[REQUIRED WORK]
**a)** Reproduce the passage of the Lightroom Mobile thread between "None any more." and "Moorlag (Apr 11, 2014)", inclusive.
**b)** According to the Lightroom Mobile thread, how many catalogs can currently be synced at a time?

[READING TEXT]
>> begin

# Lightroom Mobile and iPad



## RayPertierra (Apr 9, 2014)

I have my personal LR 5.4 and we use LR 5.4 at my work.
If I have LR Mobile on my iPad is there a way to access these two different systems?
(Wishing for a lot I'm sure).


----------



## Jim Wilde (Apr 9, 2014)

Hi, welcome to the forum. But sorry to say that currently you can only sync to one catalog at a time.


----------



## wblink (Apr 10, 2014)

He is a lucky guy. I cannot sync ANY catalog due to problems in LR5.4 with the cloud.


----------



## Jim Wilde (Apr 10, 2014)

What problems are you having?


----------



## wblink (Apr 11, 2014)

Jim Wilde said:


> What problems are you having?



None any more.

Despite the msg that has to do with adding the networkname om MAC (I am on Win) I didn't change anything and it works automagically since yesterday. Go figure (what Adobe did and did not tell ...)


----------



## Roelof Moorlag (Apr 11, 2014)

Networkproblems and messages with MAC in them mostly refer to the MAC address. That's the unique number of your NIC (network interface). This is also the case on Windows systems...


----------



## wblink (Apr 12, 2014)

Roelof Moorlag said:


> Networkproblems and messages with MAC in them mostly refer to the MAC address. That's the unique number of your NIC (network interface). This is also the case on Windows systems...




I think you misunderstood. This is he "official solution" from Adobe:


cut here -----------------------------
*When you sign in to Lightroom in order to sync to Lighroom mobile, this error displays: Lightroom has experienced an unexpected Sign In failure. Please try again later. (attempt to index a nil value)*



This is a known issue. The following workaround will allow you sign-in access.
1. Open System Preferences in Mac OS.
2. Select Sharing.
3. Enter your computer name into the Computer Name field. The computer name you need to enter into this field is in the text directly under this field, and contains a .local suffix. The computer name you need to enter is this name, but without the .local.
*Note: *If the computer name in the text is just .local, enter whatever computer name you wish into the Computer Name field, but do not include the .local.
4. Close System Preferences.
---------------------------------cut here


I didn't do anything and it works now. The error I encountered was different though: the signing in process just kept runnen (for hours).


----------

>> end

[DATA EXCERPTS]

>> begin

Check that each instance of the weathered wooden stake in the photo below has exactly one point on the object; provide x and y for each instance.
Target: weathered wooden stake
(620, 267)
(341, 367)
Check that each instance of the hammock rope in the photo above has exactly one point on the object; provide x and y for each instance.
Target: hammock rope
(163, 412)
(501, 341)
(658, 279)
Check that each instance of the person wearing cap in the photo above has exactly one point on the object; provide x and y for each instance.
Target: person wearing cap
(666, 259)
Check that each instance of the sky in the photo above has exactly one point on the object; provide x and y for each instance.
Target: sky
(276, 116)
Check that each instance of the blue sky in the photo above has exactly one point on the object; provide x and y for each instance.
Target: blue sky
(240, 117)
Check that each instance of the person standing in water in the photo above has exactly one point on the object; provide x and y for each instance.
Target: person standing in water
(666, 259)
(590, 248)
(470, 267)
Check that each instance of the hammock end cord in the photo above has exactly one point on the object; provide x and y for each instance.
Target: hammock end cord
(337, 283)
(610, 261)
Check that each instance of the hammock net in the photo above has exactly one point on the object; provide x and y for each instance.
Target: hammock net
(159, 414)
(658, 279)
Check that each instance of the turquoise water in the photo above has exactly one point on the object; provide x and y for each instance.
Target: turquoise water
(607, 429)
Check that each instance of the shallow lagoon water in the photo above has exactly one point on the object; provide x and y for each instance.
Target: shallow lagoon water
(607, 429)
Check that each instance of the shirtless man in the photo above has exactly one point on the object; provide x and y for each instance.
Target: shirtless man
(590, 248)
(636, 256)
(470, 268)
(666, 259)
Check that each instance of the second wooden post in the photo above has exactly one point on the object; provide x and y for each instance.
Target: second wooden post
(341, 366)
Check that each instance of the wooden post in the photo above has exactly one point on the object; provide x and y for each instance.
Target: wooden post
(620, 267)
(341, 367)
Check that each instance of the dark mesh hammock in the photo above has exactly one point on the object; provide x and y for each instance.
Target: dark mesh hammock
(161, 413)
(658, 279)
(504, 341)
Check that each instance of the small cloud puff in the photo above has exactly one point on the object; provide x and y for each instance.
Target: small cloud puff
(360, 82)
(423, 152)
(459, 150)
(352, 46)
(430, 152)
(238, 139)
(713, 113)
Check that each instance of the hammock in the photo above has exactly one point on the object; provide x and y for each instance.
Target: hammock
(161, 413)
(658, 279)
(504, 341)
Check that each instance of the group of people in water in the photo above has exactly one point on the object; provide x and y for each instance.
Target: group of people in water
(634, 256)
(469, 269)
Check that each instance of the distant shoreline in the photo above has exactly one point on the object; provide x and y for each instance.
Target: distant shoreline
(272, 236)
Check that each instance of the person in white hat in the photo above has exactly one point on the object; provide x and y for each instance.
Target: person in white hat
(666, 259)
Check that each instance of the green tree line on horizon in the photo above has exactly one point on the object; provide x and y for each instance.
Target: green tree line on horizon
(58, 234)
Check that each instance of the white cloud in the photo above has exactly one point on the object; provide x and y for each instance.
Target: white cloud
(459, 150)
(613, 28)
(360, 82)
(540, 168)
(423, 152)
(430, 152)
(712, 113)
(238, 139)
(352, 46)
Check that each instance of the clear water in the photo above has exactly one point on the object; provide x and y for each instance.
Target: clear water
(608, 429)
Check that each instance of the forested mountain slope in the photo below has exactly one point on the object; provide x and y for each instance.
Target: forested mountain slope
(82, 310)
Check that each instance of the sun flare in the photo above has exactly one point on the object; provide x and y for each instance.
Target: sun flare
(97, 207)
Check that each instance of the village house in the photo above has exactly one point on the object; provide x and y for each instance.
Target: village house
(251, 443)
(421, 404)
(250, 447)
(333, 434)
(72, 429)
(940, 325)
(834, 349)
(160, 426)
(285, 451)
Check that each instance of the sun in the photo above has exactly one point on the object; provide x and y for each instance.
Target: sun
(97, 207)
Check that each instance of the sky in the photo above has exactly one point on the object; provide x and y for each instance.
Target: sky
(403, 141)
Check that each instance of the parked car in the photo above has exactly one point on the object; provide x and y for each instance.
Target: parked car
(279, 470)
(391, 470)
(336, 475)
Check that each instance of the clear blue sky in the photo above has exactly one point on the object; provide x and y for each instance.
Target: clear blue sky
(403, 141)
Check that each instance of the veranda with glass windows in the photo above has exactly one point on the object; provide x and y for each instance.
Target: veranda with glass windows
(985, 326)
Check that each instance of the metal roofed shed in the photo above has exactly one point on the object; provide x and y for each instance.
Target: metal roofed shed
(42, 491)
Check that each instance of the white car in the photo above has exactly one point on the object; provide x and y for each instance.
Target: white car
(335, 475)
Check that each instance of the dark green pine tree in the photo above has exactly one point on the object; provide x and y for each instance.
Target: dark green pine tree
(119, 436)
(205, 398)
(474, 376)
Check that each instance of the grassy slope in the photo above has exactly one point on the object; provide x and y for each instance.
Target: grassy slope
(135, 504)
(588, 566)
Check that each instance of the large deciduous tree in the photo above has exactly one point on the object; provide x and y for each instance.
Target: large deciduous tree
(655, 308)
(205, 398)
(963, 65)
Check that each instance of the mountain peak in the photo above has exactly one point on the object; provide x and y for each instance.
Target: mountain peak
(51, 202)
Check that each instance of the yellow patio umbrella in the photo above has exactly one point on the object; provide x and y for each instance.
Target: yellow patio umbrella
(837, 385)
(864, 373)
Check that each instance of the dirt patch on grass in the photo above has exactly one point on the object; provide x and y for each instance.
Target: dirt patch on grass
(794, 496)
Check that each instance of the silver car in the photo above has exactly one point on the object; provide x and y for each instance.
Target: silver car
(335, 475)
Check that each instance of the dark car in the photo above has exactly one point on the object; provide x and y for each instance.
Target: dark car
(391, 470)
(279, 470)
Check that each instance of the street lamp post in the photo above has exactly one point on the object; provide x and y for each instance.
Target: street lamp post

>> end

[EXERCISE ANSWERS]
**a)**
None any more.

Despite the msg that has to do with adding the networkname om MAC (I am on Win) I didn't change anything and it works automagically since yesterday. Go figure (what Adobe did and did not tell ...)


----------



## Roelof Moorlag (Apr 11, 2014)

**b)** Only one catalog at a time.